WHAT IS ASKED:
Retype the lines from the one containing "In the scene depicted above, identify where the chameleon front" through the one containing "left=94, top=53, right=104, bottom=64", both included, with no changes. Leave out the pictures.

RECORDS TO USE:
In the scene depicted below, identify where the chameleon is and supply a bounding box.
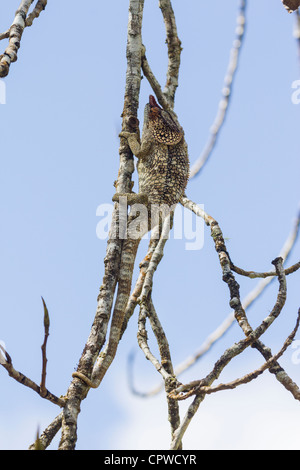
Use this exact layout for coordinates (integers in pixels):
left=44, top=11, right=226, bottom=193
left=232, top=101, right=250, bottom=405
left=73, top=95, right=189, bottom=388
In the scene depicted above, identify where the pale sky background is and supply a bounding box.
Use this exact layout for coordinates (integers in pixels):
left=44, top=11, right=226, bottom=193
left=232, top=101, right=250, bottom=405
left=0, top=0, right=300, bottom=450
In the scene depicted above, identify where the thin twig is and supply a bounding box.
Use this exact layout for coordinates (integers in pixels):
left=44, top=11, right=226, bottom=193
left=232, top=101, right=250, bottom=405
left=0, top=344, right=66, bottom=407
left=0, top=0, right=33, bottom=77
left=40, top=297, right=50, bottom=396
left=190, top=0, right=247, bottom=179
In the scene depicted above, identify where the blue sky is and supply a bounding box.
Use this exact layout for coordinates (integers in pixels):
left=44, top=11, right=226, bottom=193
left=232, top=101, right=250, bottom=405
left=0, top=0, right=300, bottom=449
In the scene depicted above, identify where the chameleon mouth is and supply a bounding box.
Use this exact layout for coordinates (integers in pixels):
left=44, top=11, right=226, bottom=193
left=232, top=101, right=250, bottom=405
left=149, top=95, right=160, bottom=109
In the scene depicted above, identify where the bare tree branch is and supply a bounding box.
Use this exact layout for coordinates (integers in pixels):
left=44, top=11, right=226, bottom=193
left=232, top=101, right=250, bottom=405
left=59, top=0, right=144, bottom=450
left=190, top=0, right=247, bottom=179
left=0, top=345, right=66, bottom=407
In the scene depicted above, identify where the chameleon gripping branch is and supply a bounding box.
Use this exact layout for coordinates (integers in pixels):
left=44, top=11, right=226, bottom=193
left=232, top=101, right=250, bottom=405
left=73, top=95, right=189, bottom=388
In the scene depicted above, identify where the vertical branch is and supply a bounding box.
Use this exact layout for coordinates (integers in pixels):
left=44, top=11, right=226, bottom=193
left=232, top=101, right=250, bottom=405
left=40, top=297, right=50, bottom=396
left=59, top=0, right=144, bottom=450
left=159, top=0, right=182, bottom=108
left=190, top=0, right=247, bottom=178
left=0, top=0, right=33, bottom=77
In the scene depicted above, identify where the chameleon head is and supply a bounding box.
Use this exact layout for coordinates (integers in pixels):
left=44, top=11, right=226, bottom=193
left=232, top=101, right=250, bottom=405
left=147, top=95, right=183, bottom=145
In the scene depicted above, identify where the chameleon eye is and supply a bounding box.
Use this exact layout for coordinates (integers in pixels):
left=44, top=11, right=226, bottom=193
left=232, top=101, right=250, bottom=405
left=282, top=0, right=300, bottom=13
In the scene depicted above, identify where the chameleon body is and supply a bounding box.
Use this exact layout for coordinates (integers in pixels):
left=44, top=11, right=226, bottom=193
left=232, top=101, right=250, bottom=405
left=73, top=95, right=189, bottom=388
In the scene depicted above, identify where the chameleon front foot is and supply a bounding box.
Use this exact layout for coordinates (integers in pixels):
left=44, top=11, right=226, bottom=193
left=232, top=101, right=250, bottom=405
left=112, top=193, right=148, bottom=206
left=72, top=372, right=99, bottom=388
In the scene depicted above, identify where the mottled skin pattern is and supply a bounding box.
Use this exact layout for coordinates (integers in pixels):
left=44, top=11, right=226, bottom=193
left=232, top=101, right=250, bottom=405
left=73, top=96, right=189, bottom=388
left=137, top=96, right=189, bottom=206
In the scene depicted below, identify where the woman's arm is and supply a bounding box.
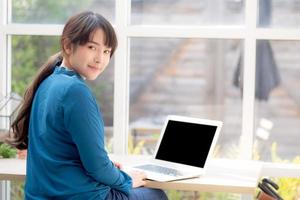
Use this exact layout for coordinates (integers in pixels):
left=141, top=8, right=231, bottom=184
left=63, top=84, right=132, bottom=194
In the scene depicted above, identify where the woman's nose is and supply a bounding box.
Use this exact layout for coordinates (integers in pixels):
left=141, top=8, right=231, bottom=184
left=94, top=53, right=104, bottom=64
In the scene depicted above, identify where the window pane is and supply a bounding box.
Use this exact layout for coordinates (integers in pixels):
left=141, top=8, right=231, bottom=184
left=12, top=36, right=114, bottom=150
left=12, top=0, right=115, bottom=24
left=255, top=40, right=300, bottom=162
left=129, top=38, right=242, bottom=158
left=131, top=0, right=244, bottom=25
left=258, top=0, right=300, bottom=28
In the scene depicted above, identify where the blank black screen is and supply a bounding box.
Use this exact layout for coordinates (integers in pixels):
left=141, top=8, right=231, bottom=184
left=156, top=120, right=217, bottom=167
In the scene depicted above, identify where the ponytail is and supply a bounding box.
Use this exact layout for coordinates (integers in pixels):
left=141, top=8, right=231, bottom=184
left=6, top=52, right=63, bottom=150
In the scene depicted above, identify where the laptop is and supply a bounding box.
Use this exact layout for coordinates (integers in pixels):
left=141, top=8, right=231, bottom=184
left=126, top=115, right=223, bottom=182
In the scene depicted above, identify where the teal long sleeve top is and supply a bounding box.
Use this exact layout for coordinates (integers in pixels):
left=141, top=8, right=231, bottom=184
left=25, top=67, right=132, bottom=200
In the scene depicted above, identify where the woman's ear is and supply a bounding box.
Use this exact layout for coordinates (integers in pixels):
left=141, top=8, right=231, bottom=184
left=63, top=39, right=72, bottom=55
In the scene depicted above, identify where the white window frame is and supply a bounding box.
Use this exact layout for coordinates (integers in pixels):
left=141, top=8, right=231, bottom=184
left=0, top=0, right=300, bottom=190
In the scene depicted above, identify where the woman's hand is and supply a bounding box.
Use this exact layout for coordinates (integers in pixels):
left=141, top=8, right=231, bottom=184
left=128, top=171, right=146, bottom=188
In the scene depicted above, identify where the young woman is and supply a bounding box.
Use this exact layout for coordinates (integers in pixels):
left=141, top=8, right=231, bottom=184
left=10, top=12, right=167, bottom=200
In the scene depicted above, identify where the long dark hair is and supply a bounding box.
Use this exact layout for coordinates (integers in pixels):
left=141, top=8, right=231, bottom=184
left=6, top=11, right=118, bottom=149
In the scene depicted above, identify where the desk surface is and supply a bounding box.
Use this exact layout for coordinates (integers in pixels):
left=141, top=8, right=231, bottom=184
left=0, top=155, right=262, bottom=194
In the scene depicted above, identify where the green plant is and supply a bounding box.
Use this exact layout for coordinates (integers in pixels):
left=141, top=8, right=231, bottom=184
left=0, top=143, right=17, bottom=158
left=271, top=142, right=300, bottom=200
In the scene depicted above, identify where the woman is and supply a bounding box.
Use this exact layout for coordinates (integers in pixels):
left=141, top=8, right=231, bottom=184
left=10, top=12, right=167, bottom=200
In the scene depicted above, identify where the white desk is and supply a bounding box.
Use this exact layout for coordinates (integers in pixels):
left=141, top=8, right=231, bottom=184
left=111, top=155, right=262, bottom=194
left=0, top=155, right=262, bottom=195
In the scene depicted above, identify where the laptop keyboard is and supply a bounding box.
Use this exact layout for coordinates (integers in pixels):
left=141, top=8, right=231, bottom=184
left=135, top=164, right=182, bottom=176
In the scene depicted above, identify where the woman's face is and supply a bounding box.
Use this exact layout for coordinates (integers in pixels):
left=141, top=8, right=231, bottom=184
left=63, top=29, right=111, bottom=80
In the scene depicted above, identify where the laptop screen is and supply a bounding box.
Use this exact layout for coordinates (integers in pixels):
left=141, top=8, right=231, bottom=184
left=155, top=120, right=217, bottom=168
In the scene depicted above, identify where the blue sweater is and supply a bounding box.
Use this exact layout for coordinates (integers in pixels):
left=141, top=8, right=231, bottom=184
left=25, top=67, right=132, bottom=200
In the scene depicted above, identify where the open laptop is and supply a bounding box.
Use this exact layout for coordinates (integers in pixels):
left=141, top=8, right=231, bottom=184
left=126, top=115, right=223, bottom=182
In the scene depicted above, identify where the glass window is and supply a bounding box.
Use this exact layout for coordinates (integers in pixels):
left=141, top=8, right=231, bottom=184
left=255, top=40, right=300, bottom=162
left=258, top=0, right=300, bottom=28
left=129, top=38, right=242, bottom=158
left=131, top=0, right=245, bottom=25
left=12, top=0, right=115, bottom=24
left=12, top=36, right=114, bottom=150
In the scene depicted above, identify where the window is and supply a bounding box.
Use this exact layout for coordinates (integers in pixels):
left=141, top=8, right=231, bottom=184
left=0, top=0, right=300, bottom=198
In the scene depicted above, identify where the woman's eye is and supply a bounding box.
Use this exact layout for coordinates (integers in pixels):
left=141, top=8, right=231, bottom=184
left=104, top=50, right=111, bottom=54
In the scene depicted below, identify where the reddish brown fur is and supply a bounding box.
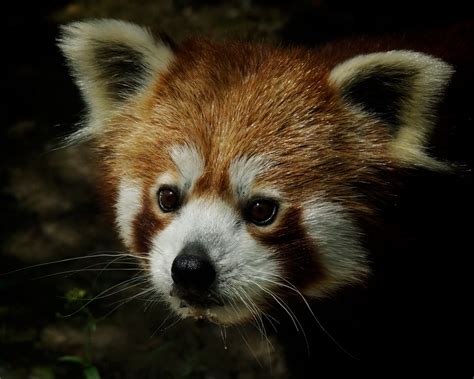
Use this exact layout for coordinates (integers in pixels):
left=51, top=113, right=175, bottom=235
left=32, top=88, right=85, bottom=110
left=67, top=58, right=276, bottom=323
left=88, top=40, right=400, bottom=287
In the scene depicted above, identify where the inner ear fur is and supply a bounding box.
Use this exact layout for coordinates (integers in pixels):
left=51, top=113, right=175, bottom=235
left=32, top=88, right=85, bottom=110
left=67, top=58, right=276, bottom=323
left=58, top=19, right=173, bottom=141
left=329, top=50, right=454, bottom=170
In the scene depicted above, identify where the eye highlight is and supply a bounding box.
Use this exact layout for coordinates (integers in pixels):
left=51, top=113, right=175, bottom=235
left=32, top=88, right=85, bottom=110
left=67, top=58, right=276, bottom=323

WRITTEN ANSWER:
In the scene depicted above, identify where the chameleon front foot is and supply a bounding box.
Use this exact layout for coordinates (integers in pixels):
left=44, top=11, right=226, bottom=193
left=232, top=101, right=250, bottom=405
left=112, top=193, right=148, bottom=206
left=72, top=372, right=99, bottom=388
In the scene depicted above, identify where the mottled skin pattern is and supply a bounding box.
Use this exact layout for coordinates (integers in pixels):
left=44, top=11, right=226, bottom=193
left=232, top=101, right=250, bottom=405
left=73, top=96, right=189, bottom=388
left=137, top=96, right=189, bottom=206
In the scene depicted below, identify where the woman's arm is and supply a bounding box.
Use this exact layout for coordinates (integers in pixels):
left=141, top=8, right=231, bottom=184
left=63, top=84, right=132, bottom=194
In the scene depicted above, identify where the woman's nose is and supply a bounding box.
Use this exact layout for coordinates (integers in pixels):
left=141, top=8, right=231, bottom=184
left=94, top=53, right=104, bottom=64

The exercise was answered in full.